WHAT IS ASKED:
Rewrite the records below, replacing every "drop a point on each" with "place a marker on each" and keeping all other text unchanged.
.....
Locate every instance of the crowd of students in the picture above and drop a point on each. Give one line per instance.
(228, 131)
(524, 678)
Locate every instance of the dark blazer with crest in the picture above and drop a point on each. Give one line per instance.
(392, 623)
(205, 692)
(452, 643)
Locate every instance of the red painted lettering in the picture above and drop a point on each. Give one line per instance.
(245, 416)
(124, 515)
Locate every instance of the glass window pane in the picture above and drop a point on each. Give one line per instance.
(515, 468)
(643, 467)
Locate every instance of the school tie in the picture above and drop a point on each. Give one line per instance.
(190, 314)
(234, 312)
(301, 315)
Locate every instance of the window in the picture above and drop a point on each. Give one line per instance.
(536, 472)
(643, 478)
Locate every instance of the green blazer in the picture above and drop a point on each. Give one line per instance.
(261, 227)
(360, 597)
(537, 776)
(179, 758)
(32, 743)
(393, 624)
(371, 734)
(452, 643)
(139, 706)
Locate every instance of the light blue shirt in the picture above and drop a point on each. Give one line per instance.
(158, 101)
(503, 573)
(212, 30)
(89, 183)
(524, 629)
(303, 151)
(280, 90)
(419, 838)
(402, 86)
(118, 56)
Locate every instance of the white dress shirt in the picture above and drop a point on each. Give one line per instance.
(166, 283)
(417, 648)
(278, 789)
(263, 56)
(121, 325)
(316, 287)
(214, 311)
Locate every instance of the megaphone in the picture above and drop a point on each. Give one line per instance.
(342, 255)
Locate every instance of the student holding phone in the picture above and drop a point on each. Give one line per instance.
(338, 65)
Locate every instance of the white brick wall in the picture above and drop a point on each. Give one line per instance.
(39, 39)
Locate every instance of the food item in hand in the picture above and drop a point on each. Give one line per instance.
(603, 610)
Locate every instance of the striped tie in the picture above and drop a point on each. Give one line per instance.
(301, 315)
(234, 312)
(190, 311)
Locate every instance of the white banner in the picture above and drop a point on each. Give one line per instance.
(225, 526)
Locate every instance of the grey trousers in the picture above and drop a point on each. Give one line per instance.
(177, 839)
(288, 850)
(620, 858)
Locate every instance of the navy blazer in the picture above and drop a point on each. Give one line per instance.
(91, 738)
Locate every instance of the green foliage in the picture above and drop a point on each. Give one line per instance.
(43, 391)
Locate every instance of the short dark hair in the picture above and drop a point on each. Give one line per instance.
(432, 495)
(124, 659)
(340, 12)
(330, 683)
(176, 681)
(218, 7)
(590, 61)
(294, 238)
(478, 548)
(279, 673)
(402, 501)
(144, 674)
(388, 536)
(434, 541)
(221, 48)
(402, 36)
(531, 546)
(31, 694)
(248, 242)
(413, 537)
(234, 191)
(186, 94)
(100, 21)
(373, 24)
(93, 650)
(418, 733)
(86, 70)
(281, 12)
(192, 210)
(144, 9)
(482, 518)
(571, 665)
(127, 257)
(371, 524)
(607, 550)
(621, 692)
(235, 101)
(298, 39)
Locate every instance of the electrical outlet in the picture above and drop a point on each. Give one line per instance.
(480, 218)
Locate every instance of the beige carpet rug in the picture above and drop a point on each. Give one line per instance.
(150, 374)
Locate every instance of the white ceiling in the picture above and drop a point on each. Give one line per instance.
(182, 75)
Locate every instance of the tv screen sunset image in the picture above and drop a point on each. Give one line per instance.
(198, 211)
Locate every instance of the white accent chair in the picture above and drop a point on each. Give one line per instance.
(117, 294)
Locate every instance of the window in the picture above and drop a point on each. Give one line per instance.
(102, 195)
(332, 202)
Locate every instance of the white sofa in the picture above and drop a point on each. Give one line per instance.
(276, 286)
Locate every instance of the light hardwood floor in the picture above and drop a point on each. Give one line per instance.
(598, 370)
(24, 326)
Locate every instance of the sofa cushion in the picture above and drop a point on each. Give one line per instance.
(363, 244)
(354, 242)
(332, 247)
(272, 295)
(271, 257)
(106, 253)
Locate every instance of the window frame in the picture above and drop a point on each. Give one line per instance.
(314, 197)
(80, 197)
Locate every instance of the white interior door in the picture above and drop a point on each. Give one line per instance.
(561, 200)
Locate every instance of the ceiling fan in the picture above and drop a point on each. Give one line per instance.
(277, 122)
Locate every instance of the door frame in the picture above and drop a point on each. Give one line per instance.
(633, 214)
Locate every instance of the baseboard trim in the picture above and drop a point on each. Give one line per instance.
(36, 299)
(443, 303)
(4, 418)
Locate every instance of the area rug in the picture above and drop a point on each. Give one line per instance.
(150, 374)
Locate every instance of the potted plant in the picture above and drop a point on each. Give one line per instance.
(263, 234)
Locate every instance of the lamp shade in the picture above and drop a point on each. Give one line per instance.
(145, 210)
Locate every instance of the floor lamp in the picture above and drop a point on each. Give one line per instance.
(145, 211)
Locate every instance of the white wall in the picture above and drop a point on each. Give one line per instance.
.....
RESULT OF THIS EXERCISE:
Locate every instance of the crowd of students in the picture above and place a marker on each. Give one line per instance.
(228, 131)
(524, 678)
Locate every instance of the dark blazer with crest in the picture above and place a marker on each. Give one line per instance.
(392, 623)
(205, 692)
(452, 643)
Locate every instance of the red painted lettering in the picture above and place a marker on each. Give one line per instance.
(245, 416)
(124, 515)
Locate every instance of the glass window pane in the picture above and place a marker on each. Give one line per instance.
(515, 468)
(643, 467)
Locate every instance of the school tie in the picture above and place a marker on each. Give one line per instance.
(190, 314)
(234, 312)
(301, 315)
Locate every instance of the window in the picture above and place a marker on each. Give one line per instance.
(536, 472)
(643, 478)
Locate every instance of the green blazer in the picture above and place a marker on each. Give one line per instance.
(261, 227)
(360, 597)
(537, 776)
(179, 758)
(32, 743)
(393, 624)
(371, 734)
(452, 643)
(139, 706)
Locate every instance of the light blue shirt in the picture above and place a marker on each. Give one line per instance.
(158, 101)
(503, 573)
(212, 30)
(89, 183)
(524, 629)
(303, 151)
(280, 90)
(419, 838)
(402, 86)
(118, 56)
Locate every instance of the white dress shirt in the picture above and place a marker on each. Give one line per instance.
(166, 283)
(417, 648)
(278, 789)
(263, 56)
(121, 325)
(316, 287)
(214, 311)
Locate every instance of the megaphone in the picture above and place a marker on each. Give one line per instance.
(342, 255)
Locate every instance of the student holding phone in the picture above and place a marker on each. Give one line per instance.
(338, 65)
Locate every instance of the white brick wall in the picture above and place a marker on each. Give one line per instance.
(39, 39)
Locate every instance of the food item in hand in the picture above and place a marker on each. Give one line per instance.
(603, 610)
Locate every instance of the striped tie in the picture above and place a marker on each. Give one line per instance.
(301, 315)
(234, 312)
(190, 311)
Locate every instance of the white banner in the picture above and place a marker on each. Give one line per instance.
(225, 526)
Locate every instance of the grey trousers in the picture above and place a marker on each. Give one line per instance.
(177, 839)
(288, 850)
(620, 858)
Locate every instance of the navy blazer in the picture above and place a marker on each. Give one line per instance.
(91, 738)
Locate every instance of the green foliage in the picture above and place a marker on each. Give one line per instance.
(43, 391)
Locate every instance of the short dark hair in the picture above and place a marker on each. Give one line per instance.
(432, 495)
(124, 659)
(340, 12)
(330, 683)
(176, 681)
(218, 7)
(590, 61)
(294, 238)
(478, 548)
(279, 673)
(402, 501)
(144, 674)
(388, 536)
(434, 541)
(221, 48)
(402, 36)
(531, 546)
(31, 694)
(248, 242)
(413, 537)
(234, 191)
(186, 94)
(100, 21)
(373, 24)
(93, 650)
(418, 733)
(86, 70)
(281, 12)
(192, 210)
(144, 9)
(482, 518)
(571, 665)
(127, 257)
(371, 524)
(607, 550)
(621, 692)
(235, 101)
(298, 39)
Locate every instance of the electrical outlet in the picture above and place a marker on each. Give one line per instance.
(480, 218)
Locate every instance of the beige carpet rug in the picture above and place a marker on each. Give one line per instance.
(150, 374)
Locate every instance of the white ceiling in the picture above and place a marker on each. Give one line per instance.
(182, 75)
Locate every instance of the tv screen sunset image in the picture above and place a marker on each. Give one line per instance.
(198, 211)
Locate every instance of the white accent chair in the picture above and place a marker on each. Give one line per instance.
(117, 294)
Locate every instance of the window in the picture above and place a marker on each. Give one line per instance.
(102, 195)
(332, 202)
Locate every instance of the white sofa in the picture above and place a marker on each. Give one line per instance.
(276, 286)
Locate every instance of the light hardwood floor in the picture above and place a marker on each. Give one line per instance.
(598, 370)
(24, 326)
Locate every instance of the sofa cushion in the picture above and place a marker on each. Give one line per instance.
(363, 244)
(354, 242)
(332, 247)
(272, 295)
(271, 257)
(106, 253)
Locate every instance of the window frame in the picture above and place a marker on each. Give one line per instance.
(314, 197)
(80, 197)
Locate every instance of the white interior door in the picture above and place a marker on each. Give one line per instance.
(561, 200)
Locate every instance of the ceiling fan in the picture above and place a marker on each. Give one line per instance.
(277, 122)
Locate every instance of the door frame in the picture above and place a marker on each. Give one line per instance.
(633, 214)
Locate every instance of the baseboard trim in the picture above and place a marker on each. Give one line per instance.
(36, 299)
(443, 303)
(4, 418)
Locate every instance of the area rug in the picture above and place a marker on each. Give one line per instance.
(150, 374)
Locate every instance of the potted plant in the picture above and place a marker on each. Give one line per instance.
(263, 234)
Locate every instance of the lamp shade in the picture above and place a marker on each. Give one line per instance.
(145, 210)
Locate every instance of the floor lamp in the picture above and place a marker on each. Give one line per instance.
(145, 211)
Locate every instance of the white wall in the picture above and place a marker on each. Give one line per instance.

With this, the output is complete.